_Supplied text_.
* * * * * * * * *
Not trying to be a tease, just trying to find a way to get through the first hot snap of the year, contractions, little signals that this little girls is getting closer to making her debut and not having running water upstairs.

Sean got the mold out of the bathroom, along with the 200 pound cast iron tub.

The drywall, tiles, lath and plaster are all far, far away after multiple trips to the dump. The girls are at Nana’s and I am ready to head up to bed…so very far away from the only working toilet.

I had a plumber on the phone, he sounded great – intelligent, sympathetic, available and then BZZZ-APPP his cell phone died. He never called back. Several other numbers dead-ended at voice mail recordings or announcements of having been disconnected. Out in the driveway the back of the pick up is chock full of new Kohler this and Kohler that. We have the wood to frame out the space and the time to do it, but we need a plumber.

I am teetering on the edge of sanity. I tried to catch up on work, but the program I need to read the files was wiped off my computer. We rented a movie for distraction and it went from ok to bad (spiders) to horrifying (a dad doing the unthinkable because he thought it was the best thing to do) to un-freaking-accepeptable (dad really should have waited 45 seconds).

Don’t rent The Mist

Tomorrow is Sunday, this means I’ll be sitting on my hands. Or sitting with my hands firmly between my legs, because even though ya’ll had a point about the hospital having great showering facilities, I have seen what plumbers do to floors. The baby’s room is next to the bathroom. I want I need to clean after this guy (or gal) comes through. It feels so unfair to lose this kind of control even as the crisp flapping of the finish line tape tickles at my ear.

Damnit, John the plumber from Saratoga County, call me back and make my year. Say you’ll come and set the pipes tomorrow.
* * * * * * * * *
_Information provided_.

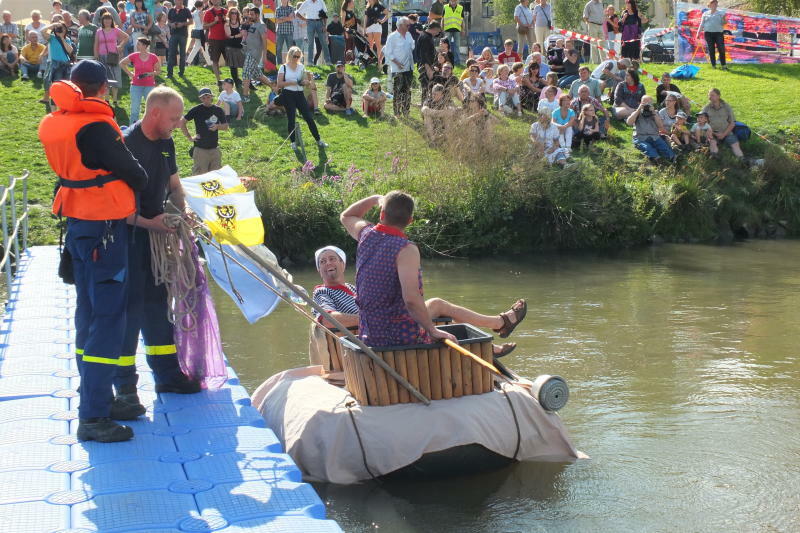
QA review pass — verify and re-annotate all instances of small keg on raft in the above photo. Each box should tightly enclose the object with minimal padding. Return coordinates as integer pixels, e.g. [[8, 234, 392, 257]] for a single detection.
[[339, 324, 493, 406]]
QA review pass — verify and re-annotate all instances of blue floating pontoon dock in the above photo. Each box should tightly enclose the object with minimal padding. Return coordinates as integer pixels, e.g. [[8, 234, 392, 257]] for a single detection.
[[0, 247, 341, 533]]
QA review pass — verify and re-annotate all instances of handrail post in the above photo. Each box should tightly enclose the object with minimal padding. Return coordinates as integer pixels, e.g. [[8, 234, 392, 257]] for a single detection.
[[0, 185, 12, 290]]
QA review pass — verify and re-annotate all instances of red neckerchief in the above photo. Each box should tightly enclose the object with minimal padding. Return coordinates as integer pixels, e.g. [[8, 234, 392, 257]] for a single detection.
[[314, 285, 356, 298], [375, 224, 408, 239]]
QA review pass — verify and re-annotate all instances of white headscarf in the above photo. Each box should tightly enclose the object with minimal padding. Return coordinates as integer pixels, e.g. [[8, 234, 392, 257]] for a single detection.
[[314, 244, 347, 270]]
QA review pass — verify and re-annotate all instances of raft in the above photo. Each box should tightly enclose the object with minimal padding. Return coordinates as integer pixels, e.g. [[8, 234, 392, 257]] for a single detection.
[[252, 324, 586, 484]]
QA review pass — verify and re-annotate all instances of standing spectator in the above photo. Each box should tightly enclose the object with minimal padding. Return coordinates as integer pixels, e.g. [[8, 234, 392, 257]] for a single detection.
[[497, 39, 522, 66], [225, 7, 244, 87], [324, 61, 353, 112], [384, 17, 414, 117], [94, 12, 130, 106], [533, 0, 553, 50], [613, 68, 645, 120], [203, 0, 228, 89], [695, 0, 728, 70], [276, 46, 328, 150], [217, 78, 244, 119], [275, 0, 296, 61], [292, 0, 331, 65], [167, 0, 192, 78], [442, 0, 464, 65], [77, 9, 97, 60], [119, 37, 161, 125], [417, 21, 442, 102], [514, 0, 536, 55], [361, 78, 388, 117], [620, 0, 647, 61], [530, 113, 569, 167], [703, 88, 744, 159], [242, 7, 268, 103], [583, 0, 606, 64], [19, 31, 46, 81], [181, 87, 228, 171], [364, 0, 389, 66], [26, 9, 47, 43], [0, 33, 19, 78], [626, 96, 675, 163], [186, 0, 211, 67]]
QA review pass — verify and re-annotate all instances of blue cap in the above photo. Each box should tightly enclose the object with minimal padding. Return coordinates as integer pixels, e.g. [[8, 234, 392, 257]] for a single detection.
* * * * * * * * *
According to the post, what did Sean take out of the bathroom along with the mold? Please rely on the post alone.

_Exercise response_.
The 200 pound cast iron tub.